[JOB]
Each entry that follows is to be retyped exactly. Pictures do not belong in the copy.
---------- INPUT RECORDS ----------
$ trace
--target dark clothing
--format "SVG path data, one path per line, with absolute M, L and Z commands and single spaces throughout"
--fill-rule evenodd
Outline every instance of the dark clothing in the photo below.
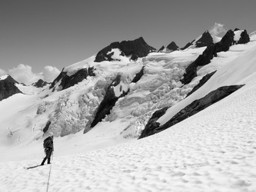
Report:
M 45 157 L 44 158 L 43 161 L 42 162 L 41 165 L 44 165 L 45 162 L 46 160 L 47 161 L 47 163 L 49 164 L 51 164 L 51 155 L 52 155 L 52 149 L 48 149 L 48 150 L 45 150 Z
M 45 157 L 42 162 L 41 165 L 44 165 L 46 160 L 48 160 L 47 163 L 51 164 L 51 155 L 53 151 L 53 137 L 48 137 L 44 141 L 44 147 L 45 152 Z

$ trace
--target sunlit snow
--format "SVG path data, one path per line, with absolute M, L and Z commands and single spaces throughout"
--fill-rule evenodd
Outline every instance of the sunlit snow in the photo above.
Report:
M 30 95 L 16 94 L 0 101 L 0 191 L 46 191 L 51 167 L 49 191 L 255 191 L 256 35 L 251 34 L 247 45 L 218 53 L 198 77 L 182 86 L 185 68 L 204 49 L 151 53 L 136 61 L 96 63 L 92 56 L 64 71 L 71 75 L 94 67 L 95 77 L 61 91 L 27 90 Z M 142 67 L 141 80 L 130 83 Z M 115 94 L 130 92 L 83 134 L 105 88 L 118 74 L 121 83 Z M 137 140 L 156 110 L 171 107 L 158 121 L 164 124 L 211 91 L 242 84 L 197 114 Z M 25 170 L 44 157 L 42 131 L 49 120 L 55 135 L 52 164 Z

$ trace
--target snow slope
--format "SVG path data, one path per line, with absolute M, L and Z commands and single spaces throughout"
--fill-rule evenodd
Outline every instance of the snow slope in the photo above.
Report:
M 231 95 L 158 134 L 56 157 L 49 191 L 255 191 L 256 76 Z M 55 149 L 58 153 L 58 149 Z M 40 159 L 0 164 L 2 191 L 45 191 Z
M 61 91 L 45 88 L 34 94 L 39 91 L 27 89 L 31 95 L 17 94 L 2 101 L 0 191 L 45 191 L 51 167 L 49 191 L 256 191 L 256 35 L 251 38 L 247 45 L 218 53 L 185 86 L 178 80 L 205 48 L 151 53 L 135 62 L 123 58 L 95 63 L 92 56 L 64 70 L 71 75 L 94 66 L 95 77 Z M 143 66 L 142 78 L 130 83 Z M 183 100 L 215 70 L 203 87 Z M 86 118 L 102 99 L 102 88 L 118 73 L 131 92 L 83 134 Z M 136 140 L 156 110 L 172 106 L 158 120 L 164 124 L 192 101 L 234 84 L 245 85 L 171 128 Z M 25 170 L 44 157 L 47 135 L 42 130 L 48 120 L 55 134 L 63 127 L 76 130 L 55 137 L 52 167 Z

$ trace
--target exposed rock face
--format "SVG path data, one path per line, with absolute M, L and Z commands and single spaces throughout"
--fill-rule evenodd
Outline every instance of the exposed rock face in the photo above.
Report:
----------
[EXPECTED ANSWER]
$ trace
--target dark clothing
--format "SVG path data, one path per line, with absolute M, L and Z commands and single spaces throughout"
--fill-rule evenodd
Outline every instance of the dark clothing in the photo below.
Report:
M 45 157 L 44 158 L 43 161 L 42 162 L 41 165 L 44 165 L 45 162 L 46 160 L 47 161 L 47 163 L 49 164 L 51 164 L 51 155 L 52 155 L 52 149 L 48 149 L 48 150 L 45 150 Z
M 45 157 L 42 162 L 41 165 L 44 165 L 46 160 L 48 160 L 47 163 L 51 164 L 51 155 L 53 151 L 53 137 L 48 137 L 44 141 L 44 147 L 45 152 Z

$ trace
--target sunlit snow
--format "SVG path data, one path per line, with absolute M, L and Z commands and single spaces throughout"
--fill-rule evenodd
Outline every instance of the sunlit snow in the photo above.
Report:
M 30 95 L 16 94 L 0 101 L 0 191 L 46 191 L 51 167 L 49 191 L 255 191 L 256 35 L 251 34 L 247 45 L 218 53 L 198 77 L 182 86 L 185 68 L 204 49 L 151 53 L 136 61 L 96 63 L 92 56 L 64 71 L 71 75 L 94 67 L 95 77 L 61 91 L 27 90 Z M 142 67 L 141 80 L 130 83 Z M 115 94 L 130 92 L 83 134 L 105 88 L 118 74 L 121 83 Z M 137 140 L 156 110 L 171 107 L 158 121 L 164 124 L 211 91 L 242 84 L 197 114 Z M 25 170 L 44 157 L 42 131 L 49 120 L 55 135 L 52 164 Z

$ trace
--target snow slope
--format "SVG path data, one path per line, with absolute M, L and Z commands and single spaces throughout"
--fill-rule evenodd
Outline every instance of the snow slope in the photo above.
Report:
M 231 95 L 158 134 L 56 157 L 49 191 L 255 191 L 256 76 Z M 55 149 L 58 153 L 58 149 Z M 40 159 L 0 164 L 2 191 L 45 191 Z
M 61 91 L 45 88 L 34 94 L 39 91 L 27 89 L 31 95 L 17 94 L 2 101 L 0 191 L 45 191 L 51 167 L 49 191 L 256 191 L 256 35 L 251 38 L 247 45 L 218 53 L 185 86 L 178 80 L 205 48 L 151 53 L 135 62 L 123 58 L 95 63 L 92 56 L 64 70 L 71 75 L 94 66 L 95 77 Z M 143 66 L 142 78 L 130 83 Z M 183 100 L 215 70 L 203 87 Z M 86 118 L 102 99 L 102 88 L 118 73 L 131 92 L 83 134 Z M 136 140 L 156 110 L 172 106 L 158 120 L 164 124 L 192 101 L 234 84 L 245 85 L 171 128 Z M 25 170 L 44 157 L 47 135 L 42 130 L 48 120 L 55 134 L 63 127 L 76 130 L 55 137 L 52 167 Z

$ trace
--target exposed rock face
--format "SVG path data, one path per line, with absolute M, L and Z commands and single spaces throughout"
--fill-rule evenodd
Outline every instance of the exposed rock face in the photo above.
Report:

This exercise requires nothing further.